= Documento di origine =
▽
Immigrazione, l’Austria punta i piedi: «Ue, norme da rivedere»

VIENNA. «Il Regolamento Dublino III non è conforme al principio di solidarietà dell’Unione europea contenuto nell’articolo 80 del Trattato di Lisbona». È questa la tesi in base alla quale l’Austria intende portare la questione davanti alla Corte di Giustizia dell’Ue, se la Commissione europea non produrrà significativi cambiamenti a Dublino III. L’annuncio è stato dato a Vienna in maniera congiunta dai ministeri degli Interni e della Giustizia.
Il Regolamento Dublino III, che disciplina l’accoglienza e le procedure per i richiedenti asilo, non rispetterebbe infatti lo spirito dei trattati europei là dove, appunto nell’articolo 80, si stabilisce che «le politiche dell'Unione e la loro attuazione sono governate dal principio di solidarietà e di equa ripartizione della responsabilità tra gli Stati membri, anche sul piano finanziario. Ogniqualvolta necessario, gli atti dell'Unione adottati in virtù del presente capo contengono misure appropriate ai fini dell'applicazione di tale principio».
L’emergenza migranti di queste ultime settimane avrebbe mostrato concretamente tutte le debolezze del Regolamento: «Non è pensabile che il 92% delle richieste di asilo vengano sbrigate da solo 10 Paesi dell’Unione», ha detto il ministro degli Interni Johanna Mikl-Leitner: «Non abbiamo solo doveri ma anche diritti».
Pressata da Amnesty International, che dopo un sopralluogo ha definito inaccettabili le condizioni al campo principale di Traiskirchen, ma anche sotto accusa da parte di diverse altre Ong che imputano all’Austria una violazione dei diritti umani e delle convenzioni internazionali in tema di migrazione, ecco dunque la mossa a sorpresa di Vienna, sulla scorta di una perizia legale appositamente commissionata all’esperto di diritto comunitario Walter Obwexer, che ha presentato un elaborato di 14 pagine ora sul tavolo del governo.
In realtà il consiglio dei ministri non ha ancora prodotto una delibera: una possibile data di discussione potrebbe essere entro un paio di settimane, e solo dopo la consegna del documento a Bruxelles partirebbe il conto alla rovescia di due mesi, entro i quali la Commissione europea dovrebbe agire mettendo in campo i cambiamenti necessari a ristabilire una conformità tra Dublino III e i Trattati Europei. E solo qualora non vi fossero risposte adeguate entro otto settimane l’Austria potrebbe invocare l’intervento della Corte di Giustizia europea. Ma certo Vienna sta sopportando un peso notevole rispetto alle proprie possibilità e difficilmente mollerà la presa, se non porterà a casa risultati concreti.
Le possibilità di cambiamento di Dublino III potrebbero essere di varia natura: un aumento delle risorse per gli Stati più esposti, una redistribuzione dei rifugiati già riconosciuti, o una riforma radicale del regolamento in vigore.
△
= Dati forniti =
▽
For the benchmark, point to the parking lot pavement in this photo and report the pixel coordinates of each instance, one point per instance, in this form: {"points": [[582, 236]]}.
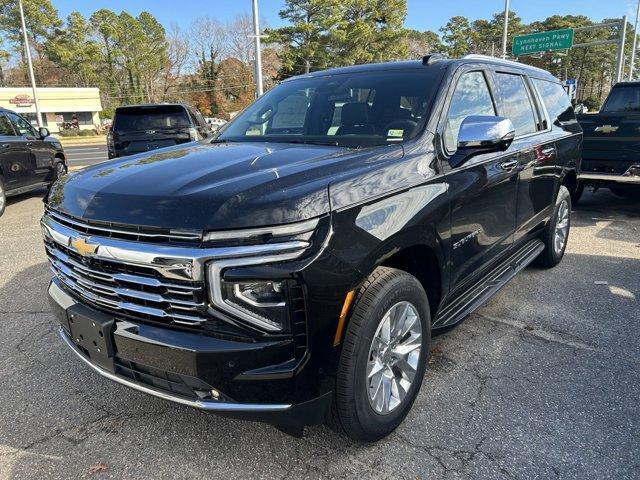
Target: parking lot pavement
{"points": [[85, 154], [542, 382]]}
△
= Attività da svolgere =
a) Nell'articolo su Dublino III, a quale esperto è stata commissionata la perizia legale e quante pagine conta il suo elaborato?
b) Prosegui l'articolo su Dublino III a partire dall'ultima frase riportata.
Le righe non hanno alcun ruolo in questo lavoro.

= Risposte =
a) All'esperto di diritto comunitario Walter Obwexer; l'elaborato è di 14 pagine.

b)
La politica degli annunci che sta portando avanti in questi giorni il ministero degli Interni ha già prodotto in realtà effetti positivi. Il primo, appunto, a livello comunitario, visto che la portavoce Ue Annika Breithard ieri ha subito reagito: «Non è il momento di azioni gli uni contro gli altri, o di rivolgersi ai tribunali, bensì di collaborare per affrontare l’emergenza migranti e mettere in pratica l’Agenda europea sulla migrazione presentata lo scorso maggio dalla Commissione». Il Regolamento Dublino III verrà comunque sottoposto a revisione nel 2016, ha continuato la portavoce, e nel farlo si terrà conto dell’attuale sistema di distribuzione dei rifugiati: «Le regole comunitarie possono funzionare solo se gli stati membri mostrano solidarietà e si assumono responsabilità». La portavoce ha anche sottolineato che non si tratta di un problema «greco, ungherese, francese o austriaco, bensì di tutta l’Europa di fronte ad una crisi migratoria globale».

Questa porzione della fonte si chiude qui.